── THE RECORDS ──
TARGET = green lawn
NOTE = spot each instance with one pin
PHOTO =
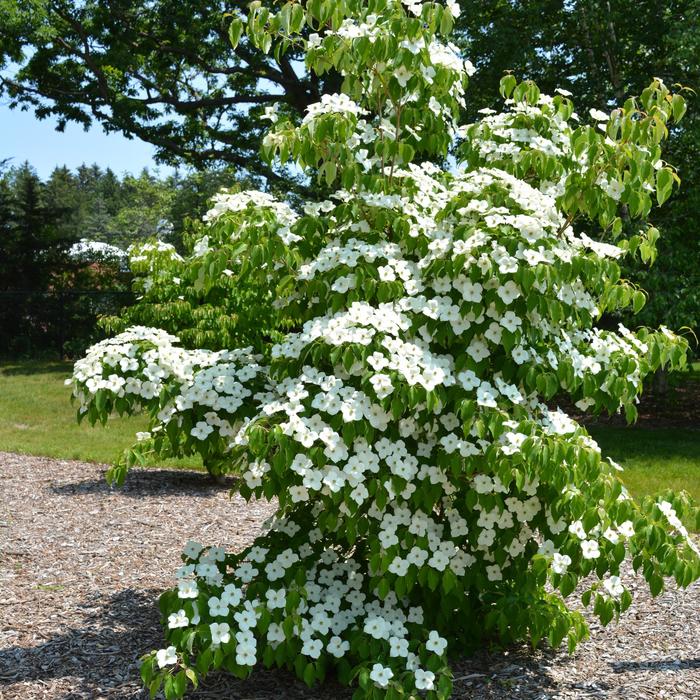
(36, 417)
(654, 460)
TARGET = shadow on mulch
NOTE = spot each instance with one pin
(152, 482)
(97, 656)
(100, 658)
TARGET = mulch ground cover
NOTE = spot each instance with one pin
(82, 565)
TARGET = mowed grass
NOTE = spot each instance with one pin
(36, 417)
(654, 460)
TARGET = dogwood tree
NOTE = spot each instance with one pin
(430, 495)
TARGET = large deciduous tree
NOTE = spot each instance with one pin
(427, 498)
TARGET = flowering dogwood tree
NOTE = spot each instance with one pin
(428, 496)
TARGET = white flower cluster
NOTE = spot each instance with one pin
(226, 201)
(140, 363)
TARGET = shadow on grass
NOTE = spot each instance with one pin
(99, 656)
(630, 442)
(153, 482)
(13, 368)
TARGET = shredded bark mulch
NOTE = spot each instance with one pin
(81, 566)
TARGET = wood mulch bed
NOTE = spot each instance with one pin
(81, 566)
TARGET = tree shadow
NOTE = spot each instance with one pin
(100, 657)
(513, 672)
(152, 482)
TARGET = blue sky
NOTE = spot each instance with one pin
(23, 137)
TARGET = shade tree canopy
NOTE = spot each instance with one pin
(428, 497)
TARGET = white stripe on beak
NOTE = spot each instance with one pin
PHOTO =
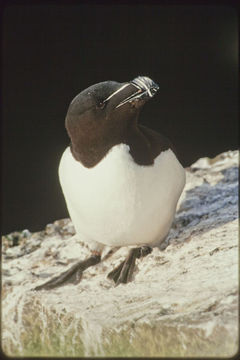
(117, 91)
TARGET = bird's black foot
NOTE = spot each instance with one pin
(72, 275)
(123, 272)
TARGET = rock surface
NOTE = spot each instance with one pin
(183, 300)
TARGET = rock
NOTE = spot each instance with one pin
(183, 300)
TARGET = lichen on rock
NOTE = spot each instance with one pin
(183, 300)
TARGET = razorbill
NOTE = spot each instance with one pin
(121, 180)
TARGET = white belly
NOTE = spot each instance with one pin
(119, 203)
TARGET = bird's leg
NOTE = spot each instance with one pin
(72, 275)
(123, 272)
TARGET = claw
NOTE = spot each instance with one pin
(72, 275)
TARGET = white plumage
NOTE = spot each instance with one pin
(118, 202)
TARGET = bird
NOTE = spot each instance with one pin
(121, 180)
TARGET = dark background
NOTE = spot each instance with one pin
(51, 53)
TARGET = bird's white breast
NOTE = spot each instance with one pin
(119, 203)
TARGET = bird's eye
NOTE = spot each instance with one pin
(101, 104)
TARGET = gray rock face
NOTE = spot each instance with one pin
(183, 300)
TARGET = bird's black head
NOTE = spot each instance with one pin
(101, 115)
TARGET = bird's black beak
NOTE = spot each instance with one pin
(145, 89)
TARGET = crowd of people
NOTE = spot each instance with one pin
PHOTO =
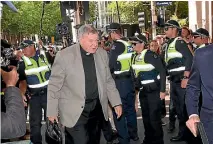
(83, 83)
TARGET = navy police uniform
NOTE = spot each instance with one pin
(119, 63)
(178, 59)
(150, 80)
(36, 71)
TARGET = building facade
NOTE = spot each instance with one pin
(201, 15)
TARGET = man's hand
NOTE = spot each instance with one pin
(184, 83)
(192, 124)
(52, 118)
(24, 100)
(118, 111)
(162, 95)
(10, 78)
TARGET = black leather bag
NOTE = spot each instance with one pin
(53, 134)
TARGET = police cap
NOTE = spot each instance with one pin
(26, 43)
(114, 27)
(201, 32)
(139, 38)
(172, 23)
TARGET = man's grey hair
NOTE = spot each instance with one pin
(86, 29)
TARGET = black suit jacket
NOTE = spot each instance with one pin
(13, 121)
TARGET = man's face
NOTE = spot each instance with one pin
(154, 46)
(89, 42)
(197, 40)
(138, 47)
(28, 51)
(184, 33)
(168, 31)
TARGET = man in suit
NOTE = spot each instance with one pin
(201, 80)
(80, 87)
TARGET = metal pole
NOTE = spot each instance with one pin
(119, 20)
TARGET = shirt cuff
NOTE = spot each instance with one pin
(193, 115)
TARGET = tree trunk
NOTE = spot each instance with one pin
(176, 7)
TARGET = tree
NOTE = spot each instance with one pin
(128, 10)
(27, 20)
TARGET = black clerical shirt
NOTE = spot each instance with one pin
(91, 84)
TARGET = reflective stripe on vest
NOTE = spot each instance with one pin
(149, 81)
(125, 57)
(177, 69)
(201, 46)
(39, 85)
(172, 52)
(140, 64)
(37, 69)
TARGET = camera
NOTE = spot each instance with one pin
(7, 54)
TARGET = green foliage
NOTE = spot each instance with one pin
(92, 11)
(27, 20)
(128, 10)
(181, 11)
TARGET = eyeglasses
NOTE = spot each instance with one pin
(196, 36)
(167, 28)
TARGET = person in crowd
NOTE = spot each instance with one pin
(200, 38)
(120, 67)
(80, 88)
(151, 82)
(154, 46)
(34, 72)
(201, 79)
(178, 60)
(13, 121)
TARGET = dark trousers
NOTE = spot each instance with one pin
(151, 113)
(172, 112)
(88, 128)
(127, 93)
(37, 102)
(163, 108)
(107, 130)
(177, 95)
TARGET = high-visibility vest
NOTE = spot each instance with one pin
(174, 57)
(125, 57)
(144, 71)
(201, 46)
(37, 72)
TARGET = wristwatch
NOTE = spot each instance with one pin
(185, 77)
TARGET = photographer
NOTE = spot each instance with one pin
(34, 73)
(13, 121)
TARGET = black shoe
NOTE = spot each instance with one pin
(177, 138)
(135, 138)
(171, 128)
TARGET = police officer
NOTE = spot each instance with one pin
(151, 80)
(200, 37)
(119, 63)
(34, 70)
(178, 59)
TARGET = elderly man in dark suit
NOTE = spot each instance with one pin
(80, 87)
(201, 79)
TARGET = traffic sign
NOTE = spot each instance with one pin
(163, 3)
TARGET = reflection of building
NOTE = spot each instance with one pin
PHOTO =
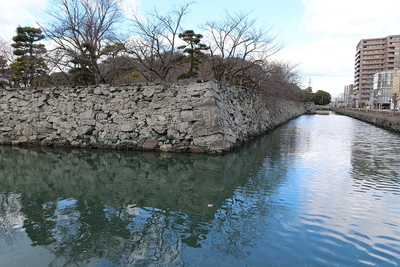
(372, 56)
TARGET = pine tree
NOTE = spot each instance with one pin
(194, 49)
(29, 68)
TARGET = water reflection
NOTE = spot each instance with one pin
(124, 208)
(316, 191)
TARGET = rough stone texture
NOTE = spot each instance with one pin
(204, 117)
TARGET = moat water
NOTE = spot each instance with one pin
(321, 190)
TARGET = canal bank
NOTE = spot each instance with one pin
(207, 117)
(382, 118)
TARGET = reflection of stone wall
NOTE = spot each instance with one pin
(196, 117)
(179, 182)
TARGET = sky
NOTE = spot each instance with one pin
(320, 36)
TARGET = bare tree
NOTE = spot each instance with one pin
(236, 44)
(154, 41)
(81, 28)
(6, 57)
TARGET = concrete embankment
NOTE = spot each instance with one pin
(207, 117)
(383, 118)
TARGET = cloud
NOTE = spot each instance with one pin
(19, 13)
(365, 18)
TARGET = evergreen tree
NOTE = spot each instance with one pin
(29, 68)
(322, 97)
(194, 49)
(83, 72)
(4, 73)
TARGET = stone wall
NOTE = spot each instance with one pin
(197, 117)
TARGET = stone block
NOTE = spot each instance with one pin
(166, 148)
(128, 127)
(150, 144)
(195, 149)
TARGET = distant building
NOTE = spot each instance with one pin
(348, 98)
(381, 95)
(372, 56)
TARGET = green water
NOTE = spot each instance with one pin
(318, 191)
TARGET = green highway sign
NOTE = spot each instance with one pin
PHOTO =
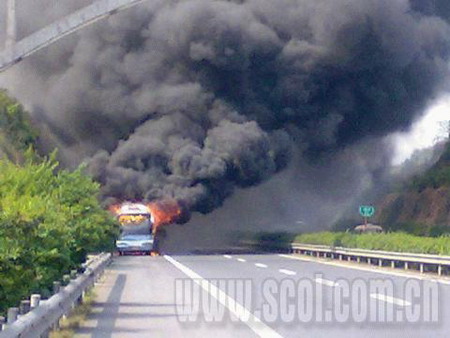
───
#### INSTRUCTION:
Pull out every line of the material above that contains the string "beak", matching case exactly.

#### EXERCISE SOLUTION:
TARGET = white stripe on beak
TARGET = bird's black beak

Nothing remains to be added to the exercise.